Ansprache zum Antikriegstag am 1.September 2007 in Schwerte, 11 Uhr am Kreuz der Kreuze, Rathaus

Liebe Schwerter Mitbürgerinnen und Mitbürger!

Gerlinde Heinrichs (in Schwerte)

Wenn ich drei Wünsche frei hätte - so wie viele Märchenfiguren -, dann wünschte ich mir u.a., dass unser jährliches Treffen am Kreuz der Kreuze am Antikriegstag überflüssig würde, weil die Welt eine friedliche geworden wäre. Wir träfen uns höchstens zu einem Glas Wein bei einem fröhlichen Fest.

Leider befinden wir uns nicht in der Märchenwelt, sondern in der Realität von 2007, die alles andere als friedlich ist.

Zwar hat seit 62 Jahren kein Krieg mehr auf deutschem Boden stattgefunden, aber deutsche Soldaten befinden sich in Auslandseinsätzen. Zwar ist die Mehrheit der Deutschen gegen kriegerische Auseinandersetzungen und zunehmend auch gegen die Auslandseinsätze, aber unsere Regierung richtet sich nicht danach.

Im Jahr 2007 beteiligt sich Deutschland mit ungefähr 8.000 Soldaten an Einsätzen im Ausland. Neben kleineren Einsätzen im Sudan oder in Georgien mit jeweils unter 100 Soldaten beträgt die Zahl der Soldaten am Horn von Afrika zwischen 250 und 300. Die großen Einsätze finden im Libanon, im Kosowo, in Bosnien-Herzegowina und in Afghanistan statt. Sie sind unter der Führung der NATO (Kosowo und Afghanistan), der EU (Bosnien-Herzegowina) oder UNO (Libanon) eingesetzt.

Wir lehnen diese Auslandseinsätze ab!

Warum?



1.Wegen der fragwürdigen Mandate,



2.wegen der immensen Kosten,



3.weil sie den Frieden nicht schaffen, sondern eher verhindern,



4.weil sie nur wirtschaftlichen und machtpolitischen Interessen dienen.


1.

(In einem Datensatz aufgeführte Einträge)
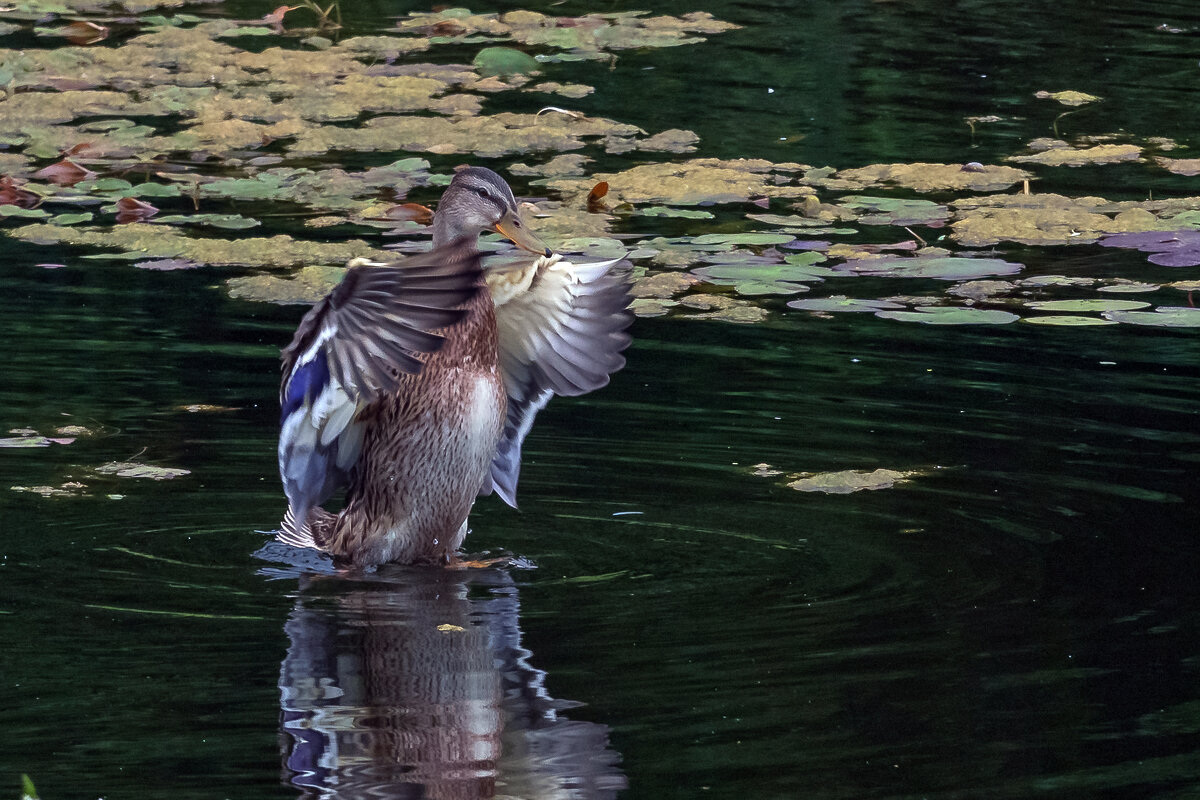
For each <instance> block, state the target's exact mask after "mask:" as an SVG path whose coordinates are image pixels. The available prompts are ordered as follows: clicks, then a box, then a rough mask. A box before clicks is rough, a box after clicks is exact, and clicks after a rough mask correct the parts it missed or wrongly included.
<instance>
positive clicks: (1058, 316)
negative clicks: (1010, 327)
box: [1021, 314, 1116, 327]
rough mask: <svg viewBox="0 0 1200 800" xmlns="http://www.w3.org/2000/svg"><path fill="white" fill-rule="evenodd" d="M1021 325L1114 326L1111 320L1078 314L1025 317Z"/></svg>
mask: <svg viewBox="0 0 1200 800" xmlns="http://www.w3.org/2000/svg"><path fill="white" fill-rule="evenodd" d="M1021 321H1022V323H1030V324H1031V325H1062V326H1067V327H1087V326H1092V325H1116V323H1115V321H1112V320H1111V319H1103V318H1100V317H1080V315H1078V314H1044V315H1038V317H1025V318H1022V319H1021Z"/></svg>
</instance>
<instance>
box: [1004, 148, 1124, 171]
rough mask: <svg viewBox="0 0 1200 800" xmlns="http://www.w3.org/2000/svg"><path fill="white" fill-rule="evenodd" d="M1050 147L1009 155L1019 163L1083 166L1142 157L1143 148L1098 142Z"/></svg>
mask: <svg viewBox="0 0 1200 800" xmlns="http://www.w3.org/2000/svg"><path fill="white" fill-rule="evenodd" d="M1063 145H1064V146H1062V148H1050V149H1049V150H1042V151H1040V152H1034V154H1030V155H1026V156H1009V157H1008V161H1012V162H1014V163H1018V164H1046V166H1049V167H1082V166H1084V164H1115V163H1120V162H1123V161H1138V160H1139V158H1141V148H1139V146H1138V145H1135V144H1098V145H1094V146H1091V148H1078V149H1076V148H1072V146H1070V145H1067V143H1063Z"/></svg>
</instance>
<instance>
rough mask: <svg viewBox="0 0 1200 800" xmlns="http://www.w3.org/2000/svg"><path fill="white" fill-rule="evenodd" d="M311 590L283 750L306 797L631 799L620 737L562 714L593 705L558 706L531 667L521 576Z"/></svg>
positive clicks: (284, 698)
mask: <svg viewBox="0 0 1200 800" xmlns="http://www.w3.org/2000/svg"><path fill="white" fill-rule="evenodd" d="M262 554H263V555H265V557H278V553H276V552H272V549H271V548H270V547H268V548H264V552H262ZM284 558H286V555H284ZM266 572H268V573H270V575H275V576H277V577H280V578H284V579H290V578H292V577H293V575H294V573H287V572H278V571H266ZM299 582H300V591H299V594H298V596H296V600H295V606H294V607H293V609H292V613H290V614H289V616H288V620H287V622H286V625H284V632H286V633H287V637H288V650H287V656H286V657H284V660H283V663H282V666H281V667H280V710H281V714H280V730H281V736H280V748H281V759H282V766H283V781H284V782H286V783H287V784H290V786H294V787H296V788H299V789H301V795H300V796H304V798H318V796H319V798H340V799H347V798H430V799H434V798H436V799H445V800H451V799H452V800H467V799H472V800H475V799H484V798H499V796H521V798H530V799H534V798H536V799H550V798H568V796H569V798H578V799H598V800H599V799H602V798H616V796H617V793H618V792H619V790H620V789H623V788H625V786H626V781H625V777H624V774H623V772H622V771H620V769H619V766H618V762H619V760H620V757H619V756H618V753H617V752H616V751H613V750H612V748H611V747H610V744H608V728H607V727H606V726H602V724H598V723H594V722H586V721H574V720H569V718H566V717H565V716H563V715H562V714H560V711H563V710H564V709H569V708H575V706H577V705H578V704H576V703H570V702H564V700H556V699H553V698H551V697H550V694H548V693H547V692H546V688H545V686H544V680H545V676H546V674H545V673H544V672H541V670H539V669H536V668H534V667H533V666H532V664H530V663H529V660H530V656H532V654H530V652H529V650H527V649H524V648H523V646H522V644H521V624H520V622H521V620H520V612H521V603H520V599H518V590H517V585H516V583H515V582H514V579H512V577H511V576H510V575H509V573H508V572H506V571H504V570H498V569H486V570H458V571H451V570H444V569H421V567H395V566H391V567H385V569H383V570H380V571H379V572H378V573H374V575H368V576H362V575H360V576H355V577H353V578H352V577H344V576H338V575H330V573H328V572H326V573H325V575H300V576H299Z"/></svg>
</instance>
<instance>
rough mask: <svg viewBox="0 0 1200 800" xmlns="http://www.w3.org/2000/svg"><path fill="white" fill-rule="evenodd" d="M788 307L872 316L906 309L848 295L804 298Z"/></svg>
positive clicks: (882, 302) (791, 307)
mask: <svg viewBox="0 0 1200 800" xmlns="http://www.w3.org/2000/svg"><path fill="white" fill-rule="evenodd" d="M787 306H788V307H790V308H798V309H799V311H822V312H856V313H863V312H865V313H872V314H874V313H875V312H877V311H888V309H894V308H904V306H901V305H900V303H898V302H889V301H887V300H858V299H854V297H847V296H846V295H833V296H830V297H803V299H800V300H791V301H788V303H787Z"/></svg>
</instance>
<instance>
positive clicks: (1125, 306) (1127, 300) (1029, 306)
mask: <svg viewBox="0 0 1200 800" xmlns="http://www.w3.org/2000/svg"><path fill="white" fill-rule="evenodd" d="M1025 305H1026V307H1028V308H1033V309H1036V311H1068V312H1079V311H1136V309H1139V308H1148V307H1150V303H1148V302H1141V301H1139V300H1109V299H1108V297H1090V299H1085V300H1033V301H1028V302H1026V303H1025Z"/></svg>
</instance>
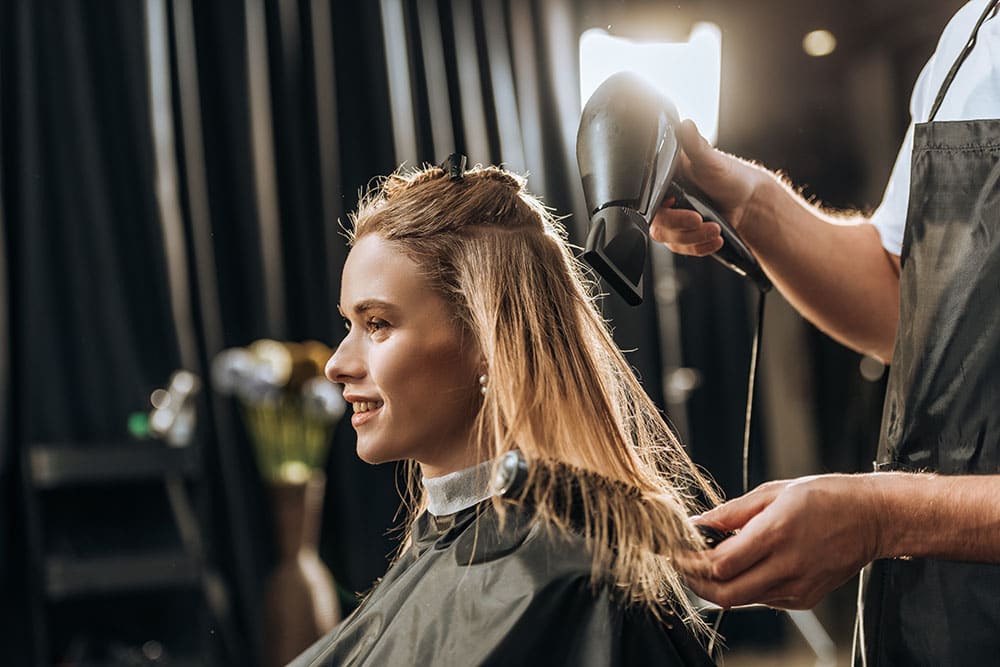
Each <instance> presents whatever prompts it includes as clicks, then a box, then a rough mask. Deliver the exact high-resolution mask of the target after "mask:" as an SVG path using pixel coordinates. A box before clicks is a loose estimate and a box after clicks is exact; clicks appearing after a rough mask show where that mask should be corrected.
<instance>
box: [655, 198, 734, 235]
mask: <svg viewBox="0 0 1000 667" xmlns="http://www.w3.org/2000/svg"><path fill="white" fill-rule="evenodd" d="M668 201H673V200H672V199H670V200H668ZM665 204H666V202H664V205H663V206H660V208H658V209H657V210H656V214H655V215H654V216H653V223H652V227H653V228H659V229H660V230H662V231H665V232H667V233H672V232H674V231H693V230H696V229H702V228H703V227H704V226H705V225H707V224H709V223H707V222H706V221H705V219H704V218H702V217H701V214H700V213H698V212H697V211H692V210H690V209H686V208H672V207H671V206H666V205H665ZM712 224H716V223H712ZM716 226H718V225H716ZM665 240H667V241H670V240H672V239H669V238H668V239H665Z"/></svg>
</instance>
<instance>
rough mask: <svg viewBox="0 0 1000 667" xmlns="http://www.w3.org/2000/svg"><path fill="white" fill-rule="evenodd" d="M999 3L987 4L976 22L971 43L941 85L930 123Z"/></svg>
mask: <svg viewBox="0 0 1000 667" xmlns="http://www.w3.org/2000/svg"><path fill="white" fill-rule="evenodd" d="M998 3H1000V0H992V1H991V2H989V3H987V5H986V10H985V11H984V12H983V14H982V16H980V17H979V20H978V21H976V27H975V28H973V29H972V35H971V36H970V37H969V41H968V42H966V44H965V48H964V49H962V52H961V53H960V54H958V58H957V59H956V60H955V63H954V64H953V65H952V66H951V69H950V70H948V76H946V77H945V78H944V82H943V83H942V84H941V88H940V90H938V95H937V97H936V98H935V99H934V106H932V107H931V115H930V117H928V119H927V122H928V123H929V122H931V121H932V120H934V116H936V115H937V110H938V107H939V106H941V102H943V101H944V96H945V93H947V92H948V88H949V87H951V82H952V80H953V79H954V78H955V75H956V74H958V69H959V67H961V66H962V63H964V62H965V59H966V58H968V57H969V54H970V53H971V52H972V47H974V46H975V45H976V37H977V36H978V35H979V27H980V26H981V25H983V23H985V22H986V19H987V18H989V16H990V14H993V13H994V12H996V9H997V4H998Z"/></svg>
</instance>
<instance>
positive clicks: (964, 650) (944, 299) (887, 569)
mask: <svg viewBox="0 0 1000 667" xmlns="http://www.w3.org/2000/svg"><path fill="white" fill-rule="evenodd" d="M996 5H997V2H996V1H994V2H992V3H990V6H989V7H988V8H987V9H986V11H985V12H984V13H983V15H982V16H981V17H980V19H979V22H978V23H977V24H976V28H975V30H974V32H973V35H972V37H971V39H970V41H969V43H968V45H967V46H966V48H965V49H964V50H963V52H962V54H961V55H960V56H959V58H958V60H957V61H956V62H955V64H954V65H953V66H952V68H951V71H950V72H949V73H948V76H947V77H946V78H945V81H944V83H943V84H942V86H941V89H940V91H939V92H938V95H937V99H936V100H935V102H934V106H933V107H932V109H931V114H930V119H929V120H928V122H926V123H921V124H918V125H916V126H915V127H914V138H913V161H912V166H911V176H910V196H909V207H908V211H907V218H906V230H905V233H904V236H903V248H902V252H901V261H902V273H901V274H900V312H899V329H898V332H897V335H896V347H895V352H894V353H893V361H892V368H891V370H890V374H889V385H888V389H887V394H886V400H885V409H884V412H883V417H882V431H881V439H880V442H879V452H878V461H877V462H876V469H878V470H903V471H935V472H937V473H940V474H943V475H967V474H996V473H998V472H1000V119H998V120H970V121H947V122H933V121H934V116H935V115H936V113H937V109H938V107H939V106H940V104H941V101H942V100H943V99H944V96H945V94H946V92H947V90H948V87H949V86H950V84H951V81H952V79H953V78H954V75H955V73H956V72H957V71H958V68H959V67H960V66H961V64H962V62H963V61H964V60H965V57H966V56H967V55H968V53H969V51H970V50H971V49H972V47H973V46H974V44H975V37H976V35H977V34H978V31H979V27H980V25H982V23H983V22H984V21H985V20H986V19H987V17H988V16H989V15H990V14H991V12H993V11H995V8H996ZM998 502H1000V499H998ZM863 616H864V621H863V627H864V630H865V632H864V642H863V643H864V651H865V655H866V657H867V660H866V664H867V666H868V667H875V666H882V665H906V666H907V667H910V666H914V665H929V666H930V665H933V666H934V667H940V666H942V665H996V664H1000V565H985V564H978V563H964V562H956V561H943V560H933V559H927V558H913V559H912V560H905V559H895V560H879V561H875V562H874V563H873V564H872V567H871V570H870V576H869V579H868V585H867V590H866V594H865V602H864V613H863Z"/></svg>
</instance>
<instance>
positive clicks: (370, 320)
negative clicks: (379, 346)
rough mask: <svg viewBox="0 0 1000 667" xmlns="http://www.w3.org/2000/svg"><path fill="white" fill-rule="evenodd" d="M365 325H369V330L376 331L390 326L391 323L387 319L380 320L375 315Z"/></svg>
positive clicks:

- AUFGABEN ZUR ÜBUNG -
1) Mit wie vielen Soldaten beteiligt sich Deutschland laut der Rede zum Antikriegstag im Jahr 2007 an Einsätzen im Ausland?
2) Zähle alle Länder auf, in denen nach der Rede zum Antikriegstag die großen Auslandseinsätze stattfinden.
Das Material steht für sich und hat mit der Rede nichts zu tun.

- LÖSUNGEN -
1) Mit ungefähr 8.000 Soldaten.

2) Libanon, Kosowo, Bosnien-Herzegowina, Afghanistan